#### [YOUR INSTRUCTIONS]
Write out, as an exact transcription, the line that has "Mark a dot on each instance of the pony's front" and each line after it through the end of the data below.

#### [SUPPLIED MATERIAL]
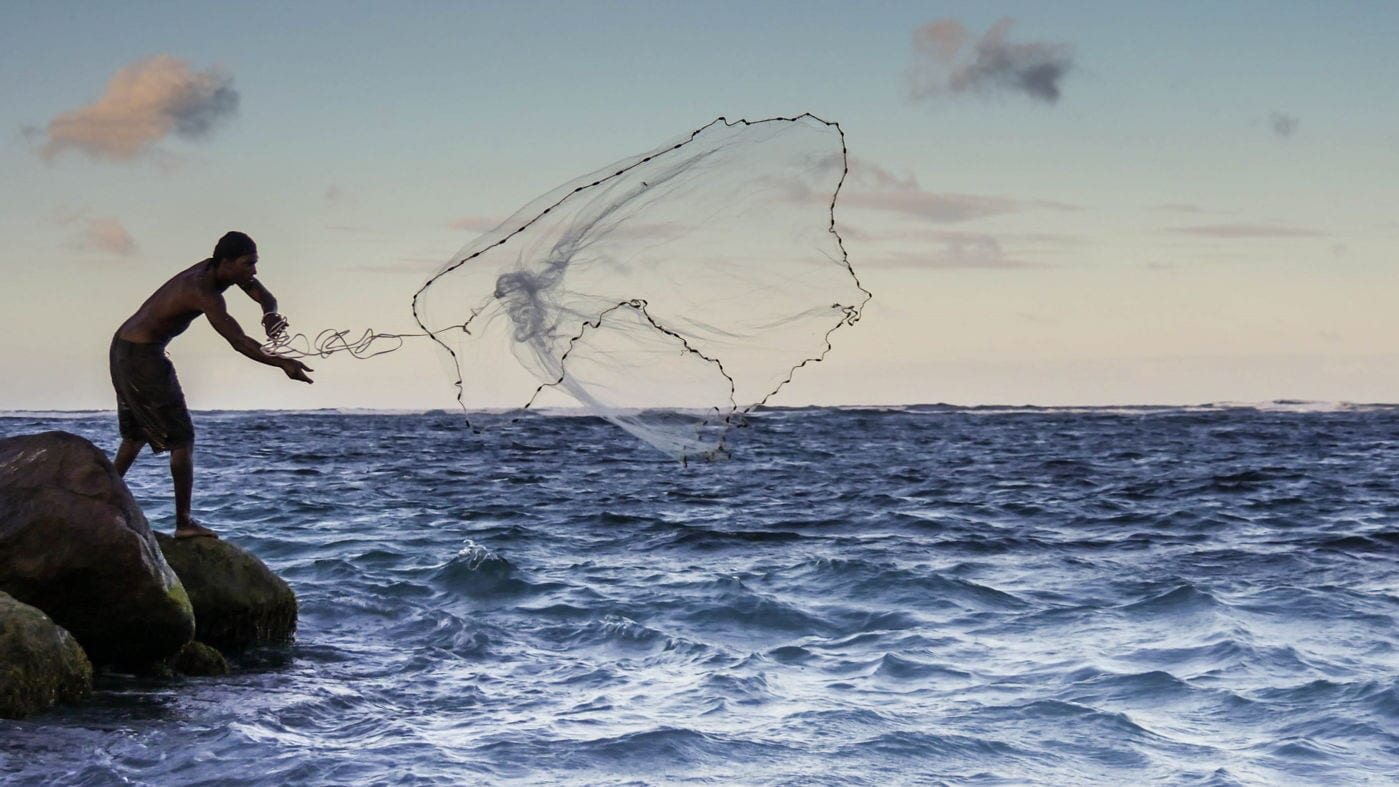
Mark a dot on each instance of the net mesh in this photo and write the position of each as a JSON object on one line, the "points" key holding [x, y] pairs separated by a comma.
{"points": [[670, 292]]}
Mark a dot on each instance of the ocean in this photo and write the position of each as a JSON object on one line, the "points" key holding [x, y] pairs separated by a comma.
{"points": [[859, 596]]}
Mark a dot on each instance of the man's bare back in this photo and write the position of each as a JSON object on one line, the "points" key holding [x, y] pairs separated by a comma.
{"points": [[150, 403]]}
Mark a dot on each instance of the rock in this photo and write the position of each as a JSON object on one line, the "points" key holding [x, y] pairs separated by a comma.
{"points": [[41, 664], [74, 544], [238, 601], [199, 660]]}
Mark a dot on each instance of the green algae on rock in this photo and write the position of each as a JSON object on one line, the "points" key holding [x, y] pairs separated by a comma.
{"points": [[41, 664], [74, 544], [238, 601]]}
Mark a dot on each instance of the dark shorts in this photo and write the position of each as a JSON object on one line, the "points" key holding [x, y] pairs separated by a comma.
{"points": [[150, 404]]}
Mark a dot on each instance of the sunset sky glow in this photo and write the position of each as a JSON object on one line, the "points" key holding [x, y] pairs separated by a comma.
{"points": [[1052, 203]]}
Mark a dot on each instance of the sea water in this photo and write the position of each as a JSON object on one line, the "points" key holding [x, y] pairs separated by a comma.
{"points": [[924, 594]]}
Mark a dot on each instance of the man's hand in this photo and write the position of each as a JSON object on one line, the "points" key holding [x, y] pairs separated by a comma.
{"points": [[295, 369], [274, 325]]}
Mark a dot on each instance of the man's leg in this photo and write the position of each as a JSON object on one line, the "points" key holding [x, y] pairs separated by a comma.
{"points": [[182, 471], [126, 455]]}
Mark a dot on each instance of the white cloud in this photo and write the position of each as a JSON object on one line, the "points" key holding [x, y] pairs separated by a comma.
{"points": [[143, 104]]}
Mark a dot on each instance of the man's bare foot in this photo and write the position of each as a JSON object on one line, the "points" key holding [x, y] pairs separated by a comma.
{"points": [[193, 530]]}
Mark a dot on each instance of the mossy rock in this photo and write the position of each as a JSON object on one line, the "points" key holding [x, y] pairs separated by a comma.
{"points": [[74, 544], [200, 660], [41, 664], [238, 601]]}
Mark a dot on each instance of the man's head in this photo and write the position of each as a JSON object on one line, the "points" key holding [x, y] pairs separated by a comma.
{"points": [[235, 257]]}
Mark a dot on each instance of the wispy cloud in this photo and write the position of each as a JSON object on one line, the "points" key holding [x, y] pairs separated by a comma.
{"points": [[1245, 231], [1283, 125], [477, 222], [943, 63], [1184, 208], [970, 252], [143, 104], [98, 234], [870, 186]]}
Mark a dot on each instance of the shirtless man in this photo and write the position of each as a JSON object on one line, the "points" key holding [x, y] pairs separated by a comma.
{"points": [[150, 404]]}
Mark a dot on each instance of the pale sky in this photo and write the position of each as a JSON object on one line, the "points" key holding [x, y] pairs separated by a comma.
{"points": [[1086, 203]]}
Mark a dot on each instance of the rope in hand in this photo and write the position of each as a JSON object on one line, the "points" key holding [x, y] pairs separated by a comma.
{"points": [[329, 341]]}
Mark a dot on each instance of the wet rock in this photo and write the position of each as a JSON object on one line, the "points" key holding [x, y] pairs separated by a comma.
{"points": [[41, 664], [200, 660], [238, 601], [74, 544]]}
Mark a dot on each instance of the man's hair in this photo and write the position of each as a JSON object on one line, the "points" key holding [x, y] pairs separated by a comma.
{"points": [[234, 245]]}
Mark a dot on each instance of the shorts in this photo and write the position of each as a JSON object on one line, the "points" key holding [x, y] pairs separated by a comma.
{"points": [[150, 404]]}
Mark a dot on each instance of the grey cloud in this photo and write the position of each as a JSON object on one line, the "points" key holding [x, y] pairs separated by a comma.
{"points": [[979, 252], [104, 235], [1283, 125], [870, 186], [943, 63], [1245, 231], [143, 104]]}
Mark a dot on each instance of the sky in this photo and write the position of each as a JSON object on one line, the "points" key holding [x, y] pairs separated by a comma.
{"points": [[1052, 203]]}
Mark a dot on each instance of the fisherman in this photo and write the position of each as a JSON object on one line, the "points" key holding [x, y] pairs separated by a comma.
{"points": [[150, 404]]}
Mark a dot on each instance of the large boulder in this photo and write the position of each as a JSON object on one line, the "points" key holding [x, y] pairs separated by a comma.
{"points": [[41, 664], [238, 601], [74, 544]]}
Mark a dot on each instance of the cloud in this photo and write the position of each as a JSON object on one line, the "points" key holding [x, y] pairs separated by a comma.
{"points": [[1283, 125], [1184, 207], [870, 186], [477, 222], [144, 102], [105, 235], [960, 252], [1245, 231], [943, 63]]}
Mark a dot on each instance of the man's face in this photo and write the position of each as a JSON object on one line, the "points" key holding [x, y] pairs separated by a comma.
{"points": [[244, 269]]}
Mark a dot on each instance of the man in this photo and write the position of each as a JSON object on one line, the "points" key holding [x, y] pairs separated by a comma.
{"points": [[150, 404]]}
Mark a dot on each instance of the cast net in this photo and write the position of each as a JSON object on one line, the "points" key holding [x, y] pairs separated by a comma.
{"points": [[670, 292]]}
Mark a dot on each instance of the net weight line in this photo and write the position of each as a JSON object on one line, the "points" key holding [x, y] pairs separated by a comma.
{"points": [[332, 341]]}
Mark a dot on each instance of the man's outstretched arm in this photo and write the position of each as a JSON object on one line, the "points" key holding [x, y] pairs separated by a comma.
{"points": [[228, 327]]}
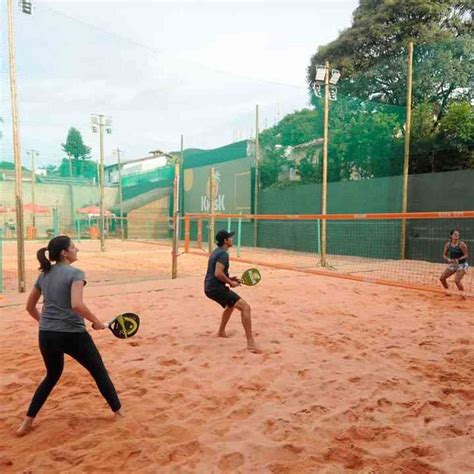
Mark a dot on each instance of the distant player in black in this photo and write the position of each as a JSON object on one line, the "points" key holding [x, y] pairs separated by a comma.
{"points": [[455, 253], [215, 288]]}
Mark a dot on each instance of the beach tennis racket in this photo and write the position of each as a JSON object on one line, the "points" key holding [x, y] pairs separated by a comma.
{"points": [[124, 325], [251, 277]]}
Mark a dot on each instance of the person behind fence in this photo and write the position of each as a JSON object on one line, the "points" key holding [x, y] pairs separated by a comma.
{"points": [[216, 287], [62, 328], [456, 254]]}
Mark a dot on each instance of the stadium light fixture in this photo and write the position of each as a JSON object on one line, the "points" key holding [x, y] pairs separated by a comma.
{"points": [[335, 76], [320, 73]]}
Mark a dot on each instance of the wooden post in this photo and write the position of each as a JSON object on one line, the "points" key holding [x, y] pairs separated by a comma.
{"points": [[406, 162], [20, 236], [199, 233], [119, 163], [257, 177], [174, 266], [101, 184], [187, 225]]}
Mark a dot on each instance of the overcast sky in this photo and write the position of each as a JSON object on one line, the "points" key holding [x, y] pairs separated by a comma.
{"points": [[161, 69]]}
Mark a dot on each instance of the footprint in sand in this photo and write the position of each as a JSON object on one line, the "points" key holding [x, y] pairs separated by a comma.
{"points": [[231, 461]]}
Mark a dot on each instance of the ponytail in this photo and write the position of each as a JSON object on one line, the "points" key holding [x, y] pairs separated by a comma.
{"points": [[54, 249], [45, 264]]}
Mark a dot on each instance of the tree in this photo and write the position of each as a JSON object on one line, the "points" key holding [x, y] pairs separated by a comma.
{"points": [[76, 151], [372, 57], [377, 39]]}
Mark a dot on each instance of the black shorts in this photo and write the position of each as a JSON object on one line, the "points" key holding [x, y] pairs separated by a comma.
{"points": [[225, 297]]}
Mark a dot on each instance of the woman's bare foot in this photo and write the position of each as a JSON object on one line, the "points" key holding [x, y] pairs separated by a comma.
{"points": [[252, 347], [25, 427]]}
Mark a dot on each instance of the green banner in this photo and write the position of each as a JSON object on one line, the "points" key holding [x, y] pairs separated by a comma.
{"points": [[231, 187]]}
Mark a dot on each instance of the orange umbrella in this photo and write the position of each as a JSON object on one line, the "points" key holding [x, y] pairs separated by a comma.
{"points": [[36, 208], [94, 210]]}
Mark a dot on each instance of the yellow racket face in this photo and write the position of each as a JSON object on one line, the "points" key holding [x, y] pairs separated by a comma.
{"points": [[125, 325], [251, 277]]}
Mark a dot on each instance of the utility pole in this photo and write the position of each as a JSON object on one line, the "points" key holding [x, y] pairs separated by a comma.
{"points": [[122, 233], [101, 121], [324, 187], [33, 154], [71, 194], [177, 161], [20, 237]]}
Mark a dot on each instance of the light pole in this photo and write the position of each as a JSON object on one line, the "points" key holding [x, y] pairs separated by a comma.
{"points": [[33, 154], [99, 123], [20, 237], [329, 78]]}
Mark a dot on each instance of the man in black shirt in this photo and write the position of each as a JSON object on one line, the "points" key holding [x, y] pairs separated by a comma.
{"points": [[215, 288]]}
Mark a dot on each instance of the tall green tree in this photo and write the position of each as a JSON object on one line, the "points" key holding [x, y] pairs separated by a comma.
{"points": [[372, 57], [371, 54], [76, 150]]}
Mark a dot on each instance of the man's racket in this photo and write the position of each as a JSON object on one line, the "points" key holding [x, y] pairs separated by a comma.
{"points": [[124, 325], [251, 277]]}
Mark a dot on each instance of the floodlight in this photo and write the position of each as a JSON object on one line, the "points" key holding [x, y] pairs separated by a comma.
{"points": [[320, 73], [335, 75]]}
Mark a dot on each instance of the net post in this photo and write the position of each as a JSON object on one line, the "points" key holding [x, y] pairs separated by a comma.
{"points": [[406, 161], [174, 251], [1, 260], [55, 221], [325, 166], [78, 230], [199, 236], [211, 203], [187, 225], [239, 234], [318, 227]]}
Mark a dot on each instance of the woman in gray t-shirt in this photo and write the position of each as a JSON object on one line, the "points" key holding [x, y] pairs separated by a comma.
{"points": [[62, 329]]}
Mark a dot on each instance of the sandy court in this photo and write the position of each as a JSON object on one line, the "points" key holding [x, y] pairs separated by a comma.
{"points": [[354, 378]]}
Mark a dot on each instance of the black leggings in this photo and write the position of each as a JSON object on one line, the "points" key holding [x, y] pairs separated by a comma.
{"points": [[80, 346]]}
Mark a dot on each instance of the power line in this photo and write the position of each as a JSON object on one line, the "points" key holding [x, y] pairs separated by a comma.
{"points": [[163, 51]]}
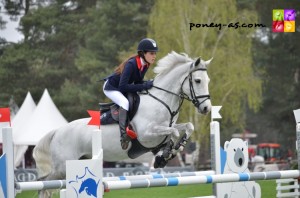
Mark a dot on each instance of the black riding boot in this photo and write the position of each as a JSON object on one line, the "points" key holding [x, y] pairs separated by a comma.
{"points": [[123, 123]]}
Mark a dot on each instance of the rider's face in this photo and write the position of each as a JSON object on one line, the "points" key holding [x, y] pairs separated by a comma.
{"points": [[150, 57]]}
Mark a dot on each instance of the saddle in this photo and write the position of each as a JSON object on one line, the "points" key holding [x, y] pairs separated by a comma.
{"points": [[110, 115], [110, 111]]}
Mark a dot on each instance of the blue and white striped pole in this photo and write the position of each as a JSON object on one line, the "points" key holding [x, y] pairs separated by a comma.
{"points": [[221, 178]]}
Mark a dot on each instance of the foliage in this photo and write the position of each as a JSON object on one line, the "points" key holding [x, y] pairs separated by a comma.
{"points": [[278, 64], [69, 50], [233, 83]]}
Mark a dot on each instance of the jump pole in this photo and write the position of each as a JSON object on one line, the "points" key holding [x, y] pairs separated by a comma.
{"points": [[9, 154]]}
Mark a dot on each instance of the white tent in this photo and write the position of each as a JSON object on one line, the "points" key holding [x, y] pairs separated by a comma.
{"points": [[21, 118], [45, 118]]}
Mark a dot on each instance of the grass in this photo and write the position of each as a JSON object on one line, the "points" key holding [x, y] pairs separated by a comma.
{"points": [[268, 190]]}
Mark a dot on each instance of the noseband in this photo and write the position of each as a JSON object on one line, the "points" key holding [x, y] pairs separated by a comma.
{"points": [[182, 95], [194, 98]]}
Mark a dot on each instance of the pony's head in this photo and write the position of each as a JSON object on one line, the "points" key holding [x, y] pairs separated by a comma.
{"points": [[191, 76], [195, 85]]}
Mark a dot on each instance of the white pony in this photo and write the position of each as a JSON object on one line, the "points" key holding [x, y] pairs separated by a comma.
{"points": [[178, 77]]}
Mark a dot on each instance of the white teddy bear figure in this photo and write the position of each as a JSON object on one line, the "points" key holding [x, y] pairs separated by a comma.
{"points": [[237, 162]]}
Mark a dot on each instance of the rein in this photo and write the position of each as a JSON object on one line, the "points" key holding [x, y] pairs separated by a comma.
{"points": [[182, 95]]}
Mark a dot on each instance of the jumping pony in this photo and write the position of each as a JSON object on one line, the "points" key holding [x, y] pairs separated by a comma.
{"points": [[178, 78]]}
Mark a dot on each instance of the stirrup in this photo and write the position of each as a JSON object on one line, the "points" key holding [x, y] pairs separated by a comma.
{"points": [[131, 133], [125, 139]]}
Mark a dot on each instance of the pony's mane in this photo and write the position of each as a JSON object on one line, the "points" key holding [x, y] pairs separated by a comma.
{"points": [[170, 61]]}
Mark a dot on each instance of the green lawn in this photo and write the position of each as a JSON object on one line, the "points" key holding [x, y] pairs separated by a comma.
{"points": [[268, 190]]}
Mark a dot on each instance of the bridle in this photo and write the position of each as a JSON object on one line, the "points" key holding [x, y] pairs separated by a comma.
{"points": [[183, 96]]}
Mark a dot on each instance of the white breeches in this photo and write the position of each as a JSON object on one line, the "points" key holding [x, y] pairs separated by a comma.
{"points": [[117, 97]]}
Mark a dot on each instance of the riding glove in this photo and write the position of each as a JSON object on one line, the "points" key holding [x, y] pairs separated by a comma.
{"points": [[148, 84]]}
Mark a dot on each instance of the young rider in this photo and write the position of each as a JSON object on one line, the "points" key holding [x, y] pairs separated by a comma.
{"points": [[128, 77]]}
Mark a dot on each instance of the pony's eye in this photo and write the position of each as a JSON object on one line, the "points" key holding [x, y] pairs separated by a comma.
{"points": [[197, 80]]}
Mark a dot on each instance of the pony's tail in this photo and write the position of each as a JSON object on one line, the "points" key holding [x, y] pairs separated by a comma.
{"points": [[42, 157]]}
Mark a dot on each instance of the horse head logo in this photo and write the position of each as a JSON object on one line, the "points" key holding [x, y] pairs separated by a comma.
{"points": [[90, 186], [87, 184]]}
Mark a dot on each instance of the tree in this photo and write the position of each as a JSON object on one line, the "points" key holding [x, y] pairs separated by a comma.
{"points": [[276, 59], [233, 83], [69, 48]]}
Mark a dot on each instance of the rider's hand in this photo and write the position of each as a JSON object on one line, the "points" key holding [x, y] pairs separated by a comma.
{"points": [[148, 84]]}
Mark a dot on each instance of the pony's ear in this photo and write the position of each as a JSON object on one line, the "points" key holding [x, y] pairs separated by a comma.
{"points": [[197, 61], [207, 62]]}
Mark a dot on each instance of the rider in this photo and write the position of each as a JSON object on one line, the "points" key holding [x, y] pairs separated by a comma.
{"points": [[128, 77]]}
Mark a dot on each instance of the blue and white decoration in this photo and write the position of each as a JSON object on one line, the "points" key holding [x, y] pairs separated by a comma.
{"points": [[3, 186], [84, 178]]}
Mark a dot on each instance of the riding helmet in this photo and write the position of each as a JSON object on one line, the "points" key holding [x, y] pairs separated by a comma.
{"points": [[147, 45]]}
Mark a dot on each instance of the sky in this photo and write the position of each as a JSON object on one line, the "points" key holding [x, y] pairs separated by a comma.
{"points": [[10, 33]]}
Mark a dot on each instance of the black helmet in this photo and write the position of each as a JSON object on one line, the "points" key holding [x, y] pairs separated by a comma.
{"points": [[148, 45]]}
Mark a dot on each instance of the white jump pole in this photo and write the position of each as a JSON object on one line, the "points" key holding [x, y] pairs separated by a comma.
{"points": [[9, 151], [97, 152], [215, 144]]}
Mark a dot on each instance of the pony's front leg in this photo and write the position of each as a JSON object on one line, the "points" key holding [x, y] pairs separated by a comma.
{"points": [[158, 130], [187, 129]]}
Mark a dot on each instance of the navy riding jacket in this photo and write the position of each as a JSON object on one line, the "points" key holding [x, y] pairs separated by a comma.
{"points": [[130, 80]]}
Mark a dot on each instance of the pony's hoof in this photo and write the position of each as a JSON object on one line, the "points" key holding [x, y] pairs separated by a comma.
{"points": [[125, 141], [160, 162]]}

#### [RESULT OF THE TASK]
Mark a dot on each instance of the pony's front leg in this photo and write the position of each as a JSON object on one line, the "points" key holding [x, y] pairs separated by a comma.
{"points": [[158, 130], [187, 129]]}
Mark a dot on each instance of the navy riding jacket in this photo and write the position of each as a JSON object on one line, the "points" key holding [x, y] pairs separated by a comma.
{"points": [[130, 80]]}
Mark a dot on each instance of the pony's hoof in this photo and write the position of each as a JSON object on one line, the "points" key holding [x, y] pairs separated by a comma.
{"points": [[125, 141], [160, 162]]}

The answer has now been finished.